**Task objective**: Return, word for word, the passage of the transcript from "OLBERMANN: Frankly, sir, you" to "last night's speech.".

**Text under study**:
OLBERMANN: Now, just as last night, the facts not even close to backing up the bluster. According to the folks at Pulitzer Prize-winning PolitiFact.com, the health care reform legislation being discussed in the house leaves in place the status quo on illegal immigration - meaning that no benefits specific to illegal immigrants would be provided under the new plan. The White House is reiterating today that undocumented immigrants would not be allowed to buy into the public exchange.

A broader point perhaps and more relevant: the president was not discussing two amendments in one bill, making its way through the House. He was outlining the entire plan as it will look once it reaches his desk.

We rejoin Congressman Wilson with possibly the most relevant sound bite of a long day.

(BEGIN VIDEO CLIP)

WILSON: It was spontaneous. It was when he stated, as he did, about not covering illegal aliens when I knew he had those two amendments. And I say that respectfully.

(END VIDEO CLIP)

OLBERMANN: Frankly, sir, you don't know what that latter word means, respect being something that a colonel in the reserves would have for his commander, let alone his commander-in-chief. Colonel Joe Wilson of the South Carolina National Guard Reserve having breached military protocol on top of everything else. Republican Congressman Wilson apparently at liberty to abandon respectful conduct, his leadership today backing him up by insinuating that the president did, in fact, lie in last night's speech.

(BEGIN VIDEO CLIP)

REP. JOHN BOEHNER (R), MINORITY LEADER: Thirdly, he said illegal immigrants wouldn't get benefits. H.R. 3200 does not contain any restrictions on non-citizens participating in and paying for coverage available through the exchange, whether the non-citizens are illegally or illegally present or in the United States temporarily or permanently.

(END VIDEO CLIP)

OLBERMANN: This is a health care reform debate. If you want to have an immigration reform debate, wait your turn and tell your side that what you are asking is that every person in this country who seeks medical attention in a hospital in the United States, including native-born Republicans, would have to present proof of birth every time. In other words, you want national identity cards to be checked and rechecked and - faked?

**Data under study**:
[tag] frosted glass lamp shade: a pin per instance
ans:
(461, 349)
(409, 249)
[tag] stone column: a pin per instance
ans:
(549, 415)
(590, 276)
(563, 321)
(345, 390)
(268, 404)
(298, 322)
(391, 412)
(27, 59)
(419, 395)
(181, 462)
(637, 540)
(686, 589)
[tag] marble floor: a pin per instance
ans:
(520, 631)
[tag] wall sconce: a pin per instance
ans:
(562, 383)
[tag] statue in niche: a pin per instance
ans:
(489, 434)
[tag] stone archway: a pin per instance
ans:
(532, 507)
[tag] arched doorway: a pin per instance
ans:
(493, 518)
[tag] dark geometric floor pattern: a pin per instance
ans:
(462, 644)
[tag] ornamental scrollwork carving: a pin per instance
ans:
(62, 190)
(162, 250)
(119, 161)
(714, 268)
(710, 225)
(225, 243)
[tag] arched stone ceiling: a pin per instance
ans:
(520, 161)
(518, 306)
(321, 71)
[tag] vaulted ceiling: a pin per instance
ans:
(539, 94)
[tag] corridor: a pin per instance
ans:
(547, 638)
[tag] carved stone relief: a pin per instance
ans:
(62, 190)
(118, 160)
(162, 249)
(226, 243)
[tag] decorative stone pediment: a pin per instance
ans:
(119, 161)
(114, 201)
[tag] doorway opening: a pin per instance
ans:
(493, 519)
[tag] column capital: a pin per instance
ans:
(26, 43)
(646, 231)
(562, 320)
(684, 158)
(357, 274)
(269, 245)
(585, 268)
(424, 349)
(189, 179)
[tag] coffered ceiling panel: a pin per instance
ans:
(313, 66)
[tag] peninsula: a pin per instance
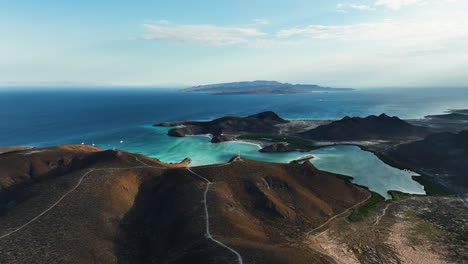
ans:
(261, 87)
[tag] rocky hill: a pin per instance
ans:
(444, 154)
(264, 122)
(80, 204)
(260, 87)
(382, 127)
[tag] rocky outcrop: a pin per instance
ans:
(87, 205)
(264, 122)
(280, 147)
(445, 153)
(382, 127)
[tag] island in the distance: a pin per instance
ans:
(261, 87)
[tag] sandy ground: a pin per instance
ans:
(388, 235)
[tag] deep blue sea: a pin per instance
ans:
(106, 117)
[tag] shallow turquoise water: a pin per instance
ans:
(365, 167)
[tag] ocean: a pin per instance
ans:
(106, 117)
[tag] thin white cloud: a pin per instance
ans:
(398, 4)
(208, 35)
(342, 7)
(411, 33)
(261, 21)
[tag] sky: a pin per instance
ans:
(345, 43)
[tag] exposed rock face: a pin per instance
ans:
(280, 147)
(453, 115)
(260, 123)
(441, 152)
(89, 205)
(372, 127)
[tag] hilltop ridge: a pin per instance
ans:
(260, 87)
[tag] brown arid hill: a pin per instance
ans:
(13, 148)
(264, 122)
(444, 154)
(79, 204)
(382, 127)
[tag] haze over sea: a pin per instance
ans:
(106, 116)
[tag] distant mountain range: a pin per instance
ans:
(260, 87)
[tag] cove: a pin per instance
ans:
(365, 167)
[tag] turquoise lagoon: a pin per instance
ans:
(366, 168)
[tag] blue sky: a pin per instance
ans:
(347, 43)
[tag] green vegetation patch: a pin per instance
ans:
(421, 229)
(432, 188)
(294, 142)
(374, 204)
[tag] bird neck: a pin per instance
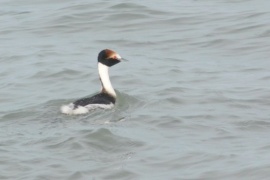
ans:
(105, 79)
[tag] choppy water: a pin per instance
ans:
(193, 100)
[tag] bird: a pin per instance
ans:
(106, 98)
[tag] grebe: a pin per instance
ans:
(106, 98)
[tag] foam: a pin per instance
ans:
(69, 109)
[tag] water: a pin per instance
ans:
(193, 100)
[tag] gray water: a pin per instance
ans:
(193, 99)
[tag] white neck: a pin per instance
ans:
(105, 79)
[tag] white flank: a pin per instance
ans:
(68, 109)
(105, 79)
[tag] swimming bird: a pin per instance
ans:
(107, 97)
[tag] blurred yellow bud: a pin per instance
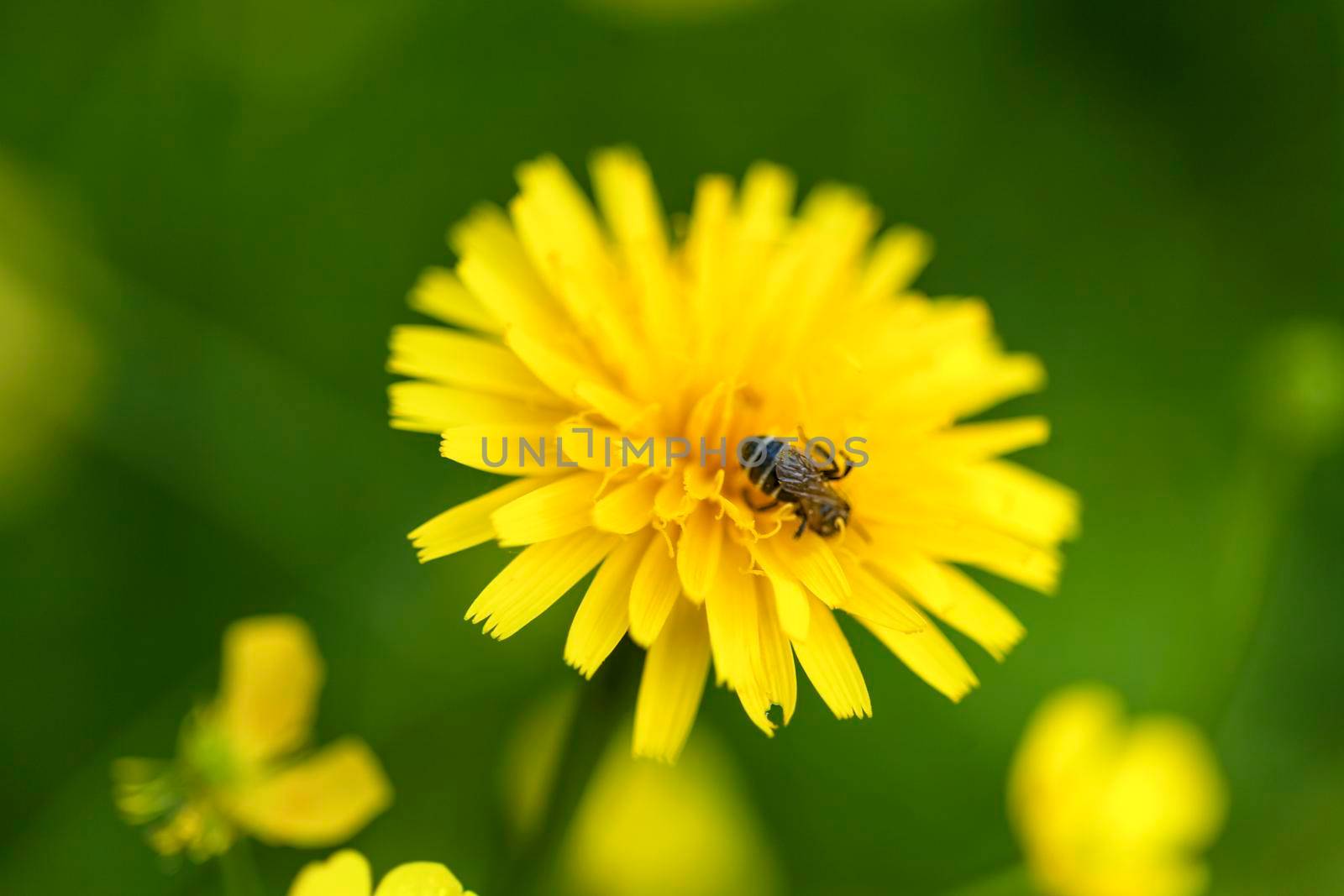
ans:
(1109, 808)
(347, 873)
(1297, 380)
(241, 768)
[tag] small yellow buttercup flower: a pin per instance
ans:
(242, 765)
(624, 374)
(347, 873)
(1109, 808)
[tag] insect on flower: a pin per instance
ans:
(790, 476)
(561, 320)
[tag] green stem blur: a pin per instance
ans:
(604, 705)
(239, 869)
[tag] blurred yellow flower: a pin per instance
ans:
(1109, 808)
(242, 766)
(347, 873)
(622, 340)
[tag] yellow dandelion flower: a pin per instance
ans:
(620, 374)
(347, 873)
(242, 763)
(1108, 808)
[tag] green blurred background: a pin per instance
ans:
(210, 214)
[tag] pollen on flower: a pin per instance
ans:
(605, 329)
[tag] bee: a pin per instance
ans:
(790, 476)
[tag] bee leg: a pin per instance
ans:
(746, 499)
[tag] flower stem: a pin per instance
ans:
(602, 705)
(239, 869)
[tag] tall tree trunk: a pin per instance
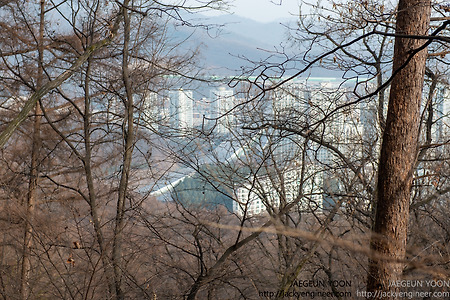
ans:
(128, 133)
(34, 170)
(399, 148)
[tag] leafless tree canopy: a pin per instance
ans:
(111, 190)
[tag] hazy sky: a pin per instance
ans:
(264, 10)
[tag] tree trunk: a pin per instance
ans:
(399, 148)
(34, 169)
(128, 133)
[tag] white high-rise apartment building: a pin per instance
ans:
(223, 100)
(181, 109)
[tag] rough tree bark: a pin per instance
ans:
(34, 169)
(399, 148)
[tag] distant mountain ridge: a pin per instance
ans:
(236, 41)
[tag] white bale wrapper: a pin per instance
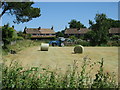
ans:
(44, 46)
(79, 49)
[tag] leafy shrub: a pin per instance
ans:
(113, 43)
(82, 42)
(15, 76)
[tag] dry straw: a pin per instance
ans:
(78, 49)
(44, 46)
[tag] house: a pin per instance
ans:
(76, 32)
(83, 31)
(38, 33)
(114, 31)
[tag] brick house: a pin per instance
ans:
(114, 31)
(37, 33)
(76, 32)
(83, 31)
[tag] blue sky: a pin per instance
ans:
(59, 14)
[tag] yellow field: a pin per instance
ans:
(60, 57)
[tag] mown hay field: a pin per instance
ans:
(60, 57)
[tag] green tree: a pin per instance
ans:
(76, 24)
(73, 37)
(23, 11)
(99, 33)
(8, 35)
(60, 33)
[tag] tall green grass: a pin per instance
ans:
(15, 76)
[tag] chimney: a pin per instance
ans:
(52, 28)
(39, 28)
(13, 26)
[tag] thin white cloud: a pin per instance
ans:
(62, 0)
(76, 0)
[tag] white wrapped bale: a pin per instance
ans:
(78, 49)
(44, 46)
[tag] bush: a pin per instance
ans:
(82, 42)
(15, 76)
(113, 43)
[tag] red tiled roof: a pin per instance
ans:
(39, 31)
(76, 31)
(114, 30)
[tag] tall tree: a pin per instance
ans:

**Solution**:
OLBERMANN: Frankly, sir, you don't know what that latter word means, respect being something that a colonel in the reserves would have for his commander, let alone his commander-in-chief. Colonel Joe Wilson of the South Carolina National Guard Reserve having breached military protocol on top of everything else. Republican Congressman Wilson apparently at liberty to abandon respectful conduct, his leadership today backing him up by insinuating that the president did, in fact, lie in last night's speech.